What you will do: Reproduce the records below word for word, omitting the pictures.

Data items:
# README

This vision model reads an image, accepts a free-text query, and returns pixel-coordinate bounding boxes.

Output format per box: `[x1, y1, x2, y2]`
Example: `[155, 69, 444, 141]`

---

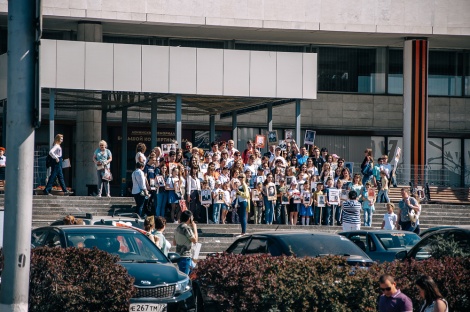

Finished exercise:
# README

This vision model reads an image, accepts a free-text query, and returns pixel-coordinate bounding boxes.

Output format per box: `[x1, y1, x2, y2]`
Example: `[155, 69, 444, 141]`

---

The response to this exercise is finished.